━━ Task data ━━

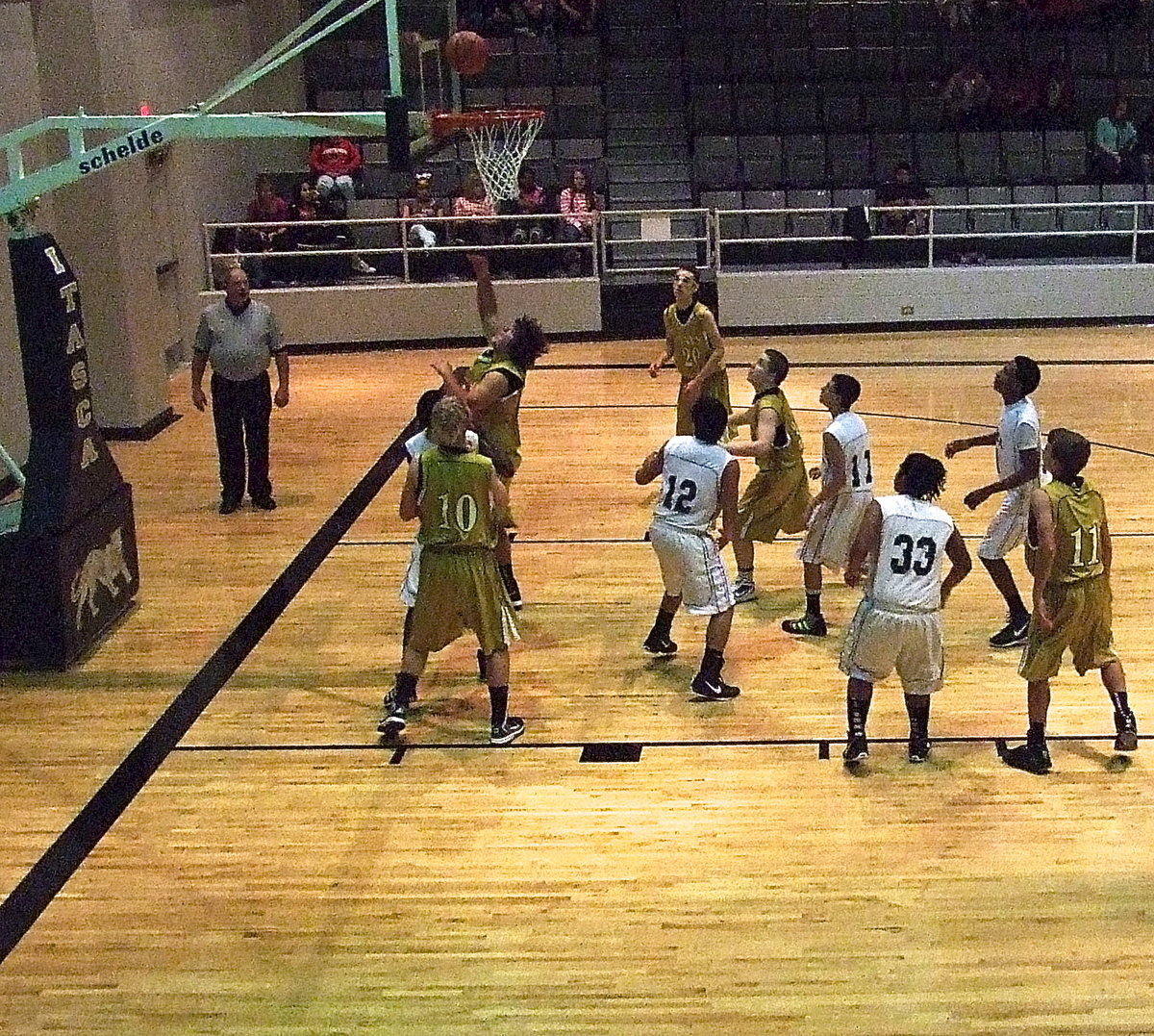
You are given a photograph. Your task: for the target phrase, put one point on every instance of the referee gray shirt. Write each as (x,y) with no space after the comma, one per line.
(238,345)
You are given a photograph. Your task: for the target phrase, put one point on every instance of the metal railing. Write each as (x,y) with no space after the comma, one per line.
(649,241)
(390,238)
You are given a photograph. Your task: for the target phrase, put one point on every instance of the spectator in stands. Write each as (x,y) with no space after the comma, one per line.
(335,161)
(1055,98)
(531,201)
(578,215)
(476,215)
(265,207)
(1115,157)
(903,191)
(422,206)
(530,17)
(966,96)
(576,15)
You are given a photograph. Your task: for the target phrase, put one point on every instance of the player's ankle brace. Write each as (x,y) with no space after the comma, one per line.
(499,704)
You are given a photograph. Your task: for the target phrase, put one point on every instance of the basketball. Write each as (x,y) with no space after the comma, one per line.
(466,52)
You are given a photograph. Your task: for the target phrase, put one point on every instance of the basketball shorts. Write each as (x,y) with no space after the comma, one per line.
(774,501)
(691,569)
(718,387)
(1008,526)
(880,642)
(832,528)
(459,591)
(1082,614)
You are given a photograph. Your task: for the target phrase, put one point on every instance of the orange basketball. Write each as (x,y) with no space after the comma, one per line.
(466,52)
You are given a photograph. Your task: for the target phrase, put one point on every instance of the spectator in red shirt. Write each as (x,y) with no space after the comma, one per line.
(335,161)
(578,215)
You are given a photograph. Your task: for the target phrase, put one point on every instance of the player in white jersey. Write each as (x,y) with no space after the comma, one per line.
(1018,444)
(698,481)
(835,514)
(898,623)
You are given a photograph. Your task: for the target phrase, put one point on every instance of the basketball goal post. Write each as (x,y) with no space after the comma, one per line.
(68,559)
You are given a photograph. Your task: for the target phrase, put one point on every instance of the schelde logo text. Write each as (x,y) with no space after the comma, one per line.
(125,146)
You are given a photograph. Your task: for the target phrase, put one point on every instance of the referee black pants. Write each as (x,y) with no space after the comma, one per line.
(241,412)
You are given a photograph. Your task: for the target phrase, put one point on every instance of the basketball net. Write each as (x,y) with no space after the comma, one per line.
(499,150)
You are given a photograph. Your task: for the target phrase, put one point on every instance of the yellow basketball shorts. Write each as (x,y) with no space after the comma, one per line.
(773,502)
(459,591)
(1083,619)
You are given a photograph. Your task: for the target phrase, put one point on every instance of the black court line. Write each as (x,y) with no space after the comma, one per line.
(402,750)
(63,857)
(522,542)
(825,365)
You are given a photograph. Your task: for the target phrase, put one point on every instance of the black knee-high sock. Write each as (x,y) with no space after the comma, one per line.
(499,704)
(917,707)
(663,624)
(1120,700)
(857,713)
(711,665)
(405,688)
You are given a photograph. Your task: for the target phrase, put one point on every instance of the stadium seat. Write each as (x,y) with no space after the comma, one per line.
(805,161)
(1036,220)
(767,225)
(811,224)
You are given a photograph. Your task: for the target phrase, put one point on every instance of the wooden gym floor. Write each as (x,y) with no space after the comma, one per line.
(281,872)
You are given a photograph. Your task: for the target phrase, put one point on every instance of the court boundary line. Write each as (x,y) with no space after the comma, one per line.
(405,747)
(39,886)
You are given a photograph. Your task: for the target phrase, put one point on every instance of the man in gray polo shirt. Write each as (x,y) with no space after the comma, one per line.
(238,336)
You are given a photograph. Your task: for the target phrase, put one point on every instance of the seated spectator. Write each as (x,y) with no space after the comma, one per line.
(334,161)
(265,207)
(530,201)
(966,96)
(334,206)
(422,206)
(578,215)
(476,215)
(576,15)
(901,191)
(1115,158)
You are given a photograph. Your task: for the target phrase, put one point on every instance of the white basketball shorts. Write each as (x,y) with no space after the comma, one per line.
(691,569)
(880,642)
(832,528)
(1008,526)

━━━

◆ What is being asked
Please reproduce all of the records above word for word, leaving out any pictures.

◆ Result for this task
You are given a photograph. Your task: for the target phrase, put one point on every instance of the referee gray shirt. Write each as (x,y) with no space after the comma, one per line.
(238,345)
You are given a photograph. Your task: for the target phrase, put one point on every instance of the metal railing. Write each as (x,y) with no space after the comma, one per line.
(649,241)
(390,238)
You are given a photograph. Your task: for the target phrase, put one point on every instance of the spectator in stands. Write each as (x,y) with no space after the comma, one per line.
(335,161)
(1055,98)
(531,201)
(578,215)
(476,215)
(265,207)
(1115,157)
(903,191)
(422,206)
(530,17)
(966,96)
(576,15)
You are given a photograph. Your task: for the target phrase, put one point on every instance of the player's ankle brace. Write each as (x,y) with no space after the comma, one per line.
(499,704)
You are given a photograph. Your task: for the target phrase, put one point on every instance of the basketball. Write each as (x,y) with no space after the comma, one per line.
(466,52)
You are given a photograph. Your task: for the target phrase, put one point on every instance of the basketball shorts. Write each as (x,y) with no space after the comma, one per line.
(774,501)
(691,569)
(718,387)
(1008,526)
(880,642)
(832,528)
(459,591)
(1082,614)
You are given a photograph. Your task: for the target phrase, put one point on every instance of the orange basketball. Write each as (x,y) with no space after the comma, one per line.
(466,52)
You are given a photograph. Your task: for the target phrase, put one point on every instance of the spectator in red shirt. Write each as (x,y) with no space after the comma, one per line.
(335,161)
(578,215)
You are given a photograph. Your task: for the target phrase, put one point on every instance of the player in white jersey. Write each as (x,y) with no space after the comma, one per line.
(1018,444)
(698,481)
(835,514)
(898,623)
You are given a photograph. Your task: for the target phrase, put one point on every instance of the basketball goal post. Write each as (x,y) with no space after the comma, one per line.
(68,559)
You are given a photograph. Your task: for the target phrase, put one point on every instance of the schelde logo text. Write each as (x,y) with no space after the comma, one per line.
(125,146)
You are given a photograph. Your task: for the target phrase, put one point on every instance of the referee black pants. Write each as (x,y) with no space after the comma, one per line.
(241,412)
You are given a photograph. Your task: for the target phrase, put one point on every instance of the basketball net. Write each as (x,y) with no space after the comma, one per line.
(499,150)
You are given a photograph. Your task: for the target phrase, put one point on every instance of the yellow basketball shorts. Write each as (x,y) with no space after the comma, one per line.
(773,502)
(459,591)
(1083,619)
You are given a photograph. Your task: for the target phrase, put one point on every instance of the black court line. Write each as (x,y) with no space after the comma, one per line.
(402,750)
(63,857)
(522,542)
(825,365)
You are given a photograph. Your task: for the target phrase, put one point on every instance of the black knee-high sock. Write each as (x,y) with no space after the comma, one per line.
(499,704)
(917,707)
(663,624)
(1120,700)
(857,713)
(711,665)
(405,688)
You are given a photograph. Your task: for the target phrase, put one point on every instance of the stadium seat. Write each as (x,y) with no space after the comma, one per line.
(805,161)
(1036,220)
(767,225)
(811,224)
You are given a photograph. Your task: for the target phrase, put one point on every instance of the wooden gym floor. Write each as (x,y) with no space after the comma, one per line.
(281,872)
You are given a photograph. Your task: for the target phrase, put one point on every instance of the court boundary line. Write each as (x,y) with no space after the comma, one per line.
(405,747)
(39,886)
You are given a photograph. Your task: for the target phrase, put one point on every instance of the man in gray polo shirt. Write each as (x,y) with no space after the comma, one per line.
(238,336)
You are given a photograph. Your task: for the target phrase, put one point on every instance of the seated spectator. Write each as (x,y) with no space after the comma, one per line.
(334,161)
(265,207)
(530,201)
(966,96)
(334,206)
(422,206)
(578,215)
(476,215)
(576,15)
(901,191)
(1115,158)
You are given a photograph. Your task: for the target phrase, put one point on every instance of the white basketball shorts. Write each as (x,y) with no space after the comma, one per line.
(691,569)
(880,642)
(832,528)
(1008,526)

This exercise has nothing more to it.